▸ **Document section**:
-=-=-=-=-

We very much want prisoners to use telephones legitimately, and to stay in touch with their families and children in the approved manner and under the control of the prison authorities. That is a good thing that we want to encourage, and nothing in the Bill will prevent that. However, we must also be aware that prisoners have used mobile phones to carry on a life of crime in a truly shocking and appalling way, to the extent that they may as well not even have been in prison. Murders have been arranged and organised from within prisons, and drugs rings and even arms importation schemes have carried on because prisoners have had the use of illegal mobile phones.

There is also the issue of the intimidation of victims by perpetrators who have been sent to prison. When someone has been sent to prison, at least for that period of time the victim should not be afraid of being confronted by the person who attacked or raped them or whatever. Such intimidation is truly shocking, and the Bill will go a long way towards preventing it.

-=-=-=-=-

▸ **Written request 1**: From the passage on prisoners and mobile phones, write out the part that opens with the words containing "There is also" and closes with "towards preventing it.".
▸ **Written request 2**: According to the passage on prisoners and mobile phones, which criminal schemes have continued because prisoners had illegal mobile phones?
▸ **Written request 3**: Write what comes next in the passage on prisoners and mobile phones, picking up after its final sentence.

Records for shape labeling
-=-=-=-=-

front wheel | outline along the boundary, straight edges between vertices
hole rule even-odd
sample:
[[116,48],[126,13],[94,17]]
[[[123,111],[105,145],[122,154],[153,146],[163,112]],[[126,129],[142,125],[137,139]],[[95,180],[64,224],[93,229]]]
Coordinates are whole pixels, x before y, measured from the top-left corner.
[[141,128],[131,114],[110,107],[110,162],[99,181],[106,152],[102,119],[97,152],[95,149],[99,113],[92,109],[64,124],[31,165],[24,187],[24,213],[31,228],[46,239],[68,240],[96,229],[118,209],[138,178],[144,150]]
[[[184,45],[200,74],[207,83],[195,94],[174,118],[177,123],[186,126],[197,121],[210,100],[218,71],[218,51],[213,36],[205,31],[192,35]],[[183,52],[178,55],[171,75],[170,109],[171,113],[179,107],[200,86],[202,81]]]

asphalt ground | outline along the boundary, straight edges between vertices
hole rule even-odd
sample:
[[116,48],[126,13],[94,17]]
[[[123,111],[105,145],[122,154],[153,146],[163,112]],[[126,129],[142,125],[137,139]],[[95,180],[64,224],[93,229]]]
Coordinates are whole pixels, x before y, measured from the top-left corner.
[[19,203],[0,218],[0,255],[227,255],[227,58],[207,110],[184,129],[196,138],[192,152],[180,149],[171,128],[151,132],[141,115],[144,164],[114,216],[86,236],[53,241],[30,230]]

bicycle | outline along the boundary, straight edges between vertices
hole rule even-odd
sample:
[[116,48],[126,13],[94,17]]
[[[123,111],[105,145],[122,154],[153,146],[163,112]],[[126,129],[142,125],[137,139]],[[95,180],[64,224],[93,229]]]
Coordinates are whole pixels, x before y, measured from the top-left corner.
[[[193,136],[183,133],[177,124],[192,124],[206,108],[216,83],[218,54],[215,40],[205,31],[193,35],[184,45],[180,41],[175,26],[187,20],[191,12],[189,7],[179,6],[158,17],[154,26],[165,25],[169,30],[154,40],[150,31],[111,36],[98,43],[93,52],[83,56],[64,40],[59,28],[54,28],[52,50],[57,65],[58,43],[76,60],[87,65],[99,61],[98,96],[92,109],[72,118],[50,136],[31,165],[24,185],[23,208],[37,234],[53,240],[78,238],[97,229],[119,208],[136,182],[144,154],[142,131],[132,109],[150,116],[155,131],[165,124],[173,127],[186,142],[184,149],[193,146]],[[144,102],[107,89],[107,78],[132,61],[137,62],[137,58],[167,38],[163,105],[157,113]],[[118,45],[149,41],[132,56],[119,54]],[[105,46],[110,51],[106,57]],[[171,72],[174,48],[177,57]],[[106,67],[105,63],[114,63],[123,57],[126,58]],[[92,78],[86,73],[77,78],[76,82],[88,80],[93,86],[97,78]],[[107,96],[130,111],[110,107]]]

-=-=-=-=-

▸ **Task response 1**:
There is also the issue of the intimidation of victims by perpetrators who have been sent to prison. When someone has been sent to prison, at least for that period of time the victim should not be afraid of being confronted by the person who attacked or raped them or whatever. Such intimidation is truly shocking, and the Bill will go a long way towards preventing it.

▸ **Task response 2**: Drugs rings and even arms importation schemes.

▸ **Task response 3**:
I remember that there are some prisons—HMP Brixton, for example—where people live right next to the prison wall. If memory serves me right, HMP Cardiff is another example of a built-up area where people live right next to the prison. In the past, mobile phone companies were obviously wary about that, and Members of Parliament would not want their constituents who live lawfully next to a prison to have their mobile phone usage interfered with. I believe the Ministry of Justice and my hon. Friend the Member for Lewes have come up with a solution that means that that will not be a problem, and that we will not affect the legal use of mobile phones by law-abiding constituents who happen to live next to but outside a prison. Perhaps my hon. Friend or the Minister will provide clarification on that point.

I offer my wholehearted support to this important Bill. We want phones to be used to help prisoners stay in touch with their families, because we know that that aids rehabilitation and helps to reduce crime, which is a good thing. However, phones are absolutely not to be used for ongoing criminal purposes, and that is why I support the Bill so strongly.

Imran Hussain Portrait Imran Hussain (Bradford East) (Lab)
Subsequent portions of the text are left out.